-- Begin SUPPLIED RECORDS --

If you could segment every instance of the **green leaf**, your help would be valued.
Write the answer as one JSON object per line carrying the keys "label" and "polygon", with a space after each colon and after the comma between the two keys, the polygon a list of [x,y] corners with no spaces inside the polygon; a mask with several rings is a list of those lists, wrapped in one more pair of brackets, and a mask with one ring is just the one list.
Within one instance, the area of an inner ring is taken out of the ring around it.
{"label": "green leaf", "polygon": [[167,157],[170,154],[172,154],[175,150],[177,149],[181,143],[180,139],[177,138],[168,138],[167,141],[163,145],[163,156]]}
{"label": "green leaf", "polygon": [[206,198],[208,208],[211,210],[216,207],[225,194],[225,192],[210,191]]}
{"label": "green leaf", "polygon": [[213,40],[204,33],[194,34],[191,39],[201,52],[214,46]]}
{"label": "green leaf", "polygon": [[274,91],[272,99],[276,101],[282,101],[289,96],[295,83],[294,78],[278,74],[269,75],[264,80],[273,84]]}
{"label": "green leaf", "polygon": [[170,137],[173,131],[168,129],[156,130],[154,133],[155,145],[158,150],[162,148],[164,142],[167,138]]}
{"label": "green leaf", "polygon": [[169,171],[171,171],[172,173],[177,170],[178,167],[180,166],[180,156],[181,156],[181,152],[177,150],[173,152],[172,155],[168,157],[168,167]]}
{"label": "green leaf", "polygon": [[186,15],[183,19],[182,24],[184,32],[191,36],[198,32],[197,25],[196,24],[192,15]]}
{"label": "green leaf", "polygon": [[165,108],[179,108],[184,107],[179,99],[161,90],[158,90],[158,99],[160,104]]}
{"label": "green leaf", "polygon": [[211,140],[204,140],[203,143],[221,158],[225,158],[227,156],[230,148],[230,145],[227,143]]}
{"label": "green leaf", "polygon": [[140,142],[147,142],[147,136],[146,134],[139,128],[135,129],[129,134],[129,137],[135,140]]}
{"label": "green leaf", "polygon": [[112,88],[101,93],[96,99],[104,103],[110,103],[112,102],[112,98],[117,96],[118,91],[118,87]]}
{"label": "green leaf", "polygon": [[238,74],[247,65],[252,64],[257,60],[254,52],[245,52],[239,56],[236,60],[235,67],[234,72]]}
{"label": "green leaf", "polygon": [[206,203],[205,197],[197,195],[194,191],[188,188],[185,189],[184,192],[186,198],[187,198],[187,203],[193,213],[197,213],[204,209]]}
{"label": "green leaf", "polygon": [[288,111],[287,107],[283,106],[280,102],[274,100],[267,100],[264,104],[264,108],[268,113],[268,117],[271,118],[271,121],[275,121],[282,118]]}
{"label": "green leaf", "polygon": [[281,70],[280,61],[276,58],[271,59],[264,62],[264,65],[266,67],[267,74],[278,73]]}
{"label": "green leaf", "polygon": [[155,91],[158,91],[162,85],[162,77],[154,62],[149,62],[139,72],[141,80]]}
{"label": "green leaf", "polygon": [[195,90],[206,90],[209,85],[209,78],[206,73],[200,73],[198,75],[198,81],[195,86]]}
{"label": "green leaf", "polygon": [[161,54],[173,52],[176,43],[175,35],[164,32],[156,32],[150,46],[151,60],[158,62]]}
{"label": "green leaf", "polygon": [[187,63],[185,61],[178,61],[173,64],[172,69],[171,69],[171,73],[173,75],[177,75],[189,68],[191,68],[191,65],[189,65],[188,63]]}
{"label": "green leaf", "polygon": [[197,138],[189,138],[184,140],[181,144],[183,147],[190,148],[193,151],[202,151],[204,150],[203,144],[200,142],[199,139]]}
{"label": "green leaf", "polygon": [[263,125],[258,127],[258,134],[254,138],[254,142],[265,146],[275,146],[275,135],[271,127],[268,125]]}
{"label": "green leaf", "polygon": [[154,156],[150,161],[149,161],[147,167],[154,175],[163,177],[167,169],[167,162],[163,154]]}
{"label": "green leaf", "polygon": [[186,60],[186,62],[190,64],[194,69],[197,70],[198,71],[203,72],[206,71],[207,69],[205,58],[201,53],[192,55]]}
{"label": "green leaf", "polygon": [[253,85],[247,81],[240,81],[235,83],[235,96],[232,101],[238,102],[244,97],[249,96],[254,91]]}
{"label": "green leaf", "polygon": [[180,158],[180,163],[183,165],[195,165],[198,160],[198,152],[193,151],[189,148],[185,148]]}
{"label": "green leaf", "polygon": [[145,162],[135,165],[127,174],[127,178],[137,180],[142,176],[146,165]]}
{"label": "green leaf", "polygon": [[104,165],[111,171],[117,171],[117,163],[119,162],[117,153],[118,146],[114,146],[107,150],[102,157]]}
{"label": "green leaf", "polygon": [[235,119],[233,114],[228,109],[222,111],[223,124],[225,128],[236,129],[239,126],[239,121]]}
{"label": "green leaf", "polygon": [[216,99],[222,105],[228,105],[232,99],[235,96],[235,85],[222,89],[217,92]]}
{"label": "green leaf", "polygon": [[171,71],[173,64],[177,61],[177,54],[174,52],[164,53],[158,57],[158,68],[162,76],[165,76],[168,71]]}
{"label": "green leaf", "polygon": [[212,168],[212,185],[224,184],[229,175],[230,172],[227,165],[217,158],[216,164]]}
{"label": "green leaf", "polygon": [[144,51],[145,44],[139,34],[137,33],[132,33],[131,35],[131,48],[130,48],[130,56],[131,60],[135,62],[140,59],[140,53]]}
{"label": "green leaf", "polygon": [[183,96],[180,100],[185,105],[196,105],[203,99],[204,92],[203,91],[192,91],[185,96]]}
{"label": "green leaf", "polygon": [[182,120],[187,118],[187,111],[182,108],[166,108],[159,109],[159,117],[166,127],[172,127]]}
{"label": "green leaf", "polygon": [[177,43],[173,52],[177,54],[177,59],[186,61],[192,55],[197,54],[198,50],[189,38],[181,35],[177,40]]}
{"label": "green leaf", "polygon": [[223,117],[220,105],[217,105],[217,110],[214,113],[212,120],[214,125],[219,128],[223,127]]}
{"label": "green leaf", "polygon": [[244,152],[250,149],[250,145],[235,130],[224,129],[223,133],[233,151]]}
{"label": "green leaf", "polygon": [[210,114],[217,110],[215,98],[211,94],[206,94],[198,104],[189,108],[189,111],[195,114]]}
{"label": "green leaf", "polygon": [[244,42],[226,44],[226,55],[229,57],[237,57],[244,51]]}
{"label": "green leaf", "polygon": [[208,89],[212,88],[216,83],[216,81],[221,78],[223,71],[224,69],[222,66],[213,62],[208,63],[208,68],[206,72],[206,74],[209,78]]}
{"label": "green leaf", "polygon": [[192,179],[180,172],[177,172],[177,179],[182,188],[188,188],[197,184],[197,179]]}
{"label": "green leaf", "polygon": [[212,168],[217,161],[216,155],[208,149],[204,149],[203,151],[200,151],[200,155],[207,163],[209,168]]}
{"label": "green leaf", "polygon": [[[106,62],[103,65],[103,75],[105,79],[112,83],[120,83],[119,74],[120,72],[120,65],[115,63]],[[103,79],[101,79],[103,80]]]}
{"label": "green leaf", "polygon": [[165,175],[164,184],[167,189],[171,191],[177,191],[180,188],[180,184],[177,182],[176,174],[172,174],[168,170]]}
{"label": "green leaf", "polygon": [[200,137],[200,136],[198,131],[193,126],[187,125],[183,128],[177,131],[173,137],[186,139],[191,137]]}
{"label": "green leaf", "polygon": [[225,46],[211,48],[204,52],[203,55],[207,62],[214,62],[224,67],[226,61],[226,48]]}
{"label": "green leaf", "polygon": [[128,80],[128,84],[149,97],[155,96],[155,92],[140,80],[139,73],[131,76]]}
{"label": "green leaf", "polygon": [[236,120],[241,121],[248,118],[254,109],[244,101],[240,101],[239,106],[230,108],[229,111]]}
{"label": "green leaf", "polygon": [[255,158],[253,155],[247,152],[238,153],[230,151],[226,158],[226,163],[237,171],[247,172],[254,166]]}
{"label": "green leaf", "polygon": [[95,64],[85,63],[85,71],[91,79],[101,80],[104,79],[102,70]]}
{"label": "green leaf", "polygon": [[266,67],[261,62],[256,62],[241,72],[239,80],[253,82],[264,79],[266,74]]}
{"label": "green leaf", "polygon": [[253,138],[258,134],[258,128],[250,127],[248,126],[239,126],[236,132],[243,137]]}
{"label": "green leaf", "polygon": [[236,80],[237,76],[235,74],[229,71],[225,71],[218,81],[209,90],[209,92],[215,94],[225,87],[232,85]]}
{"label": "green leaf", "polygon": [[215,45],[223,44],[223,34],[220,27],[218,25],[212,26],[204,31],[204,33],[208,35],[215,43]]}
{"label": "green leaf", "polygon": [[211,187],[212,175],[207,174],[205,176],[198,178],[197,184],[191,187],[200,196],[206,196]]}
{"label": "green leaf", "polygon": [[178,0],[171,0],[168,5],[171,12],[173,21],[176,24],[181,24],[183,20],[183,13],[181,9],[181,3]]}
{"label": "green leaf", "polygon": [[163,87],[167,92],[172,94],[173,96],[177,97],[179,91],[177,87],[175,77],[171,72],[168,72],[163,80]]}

-- End SUPPLIED RECORDS --

● **WRITTEN EXERCISE**: Find every line in the items above that contains the string "instance", and copy each of those lines. Case counts.

● **SOLUTION**:
If you could segment every instance of the **green leaf**, your help would be valued.
Within one instance, the area of an inner ring is taken out of the ring around it.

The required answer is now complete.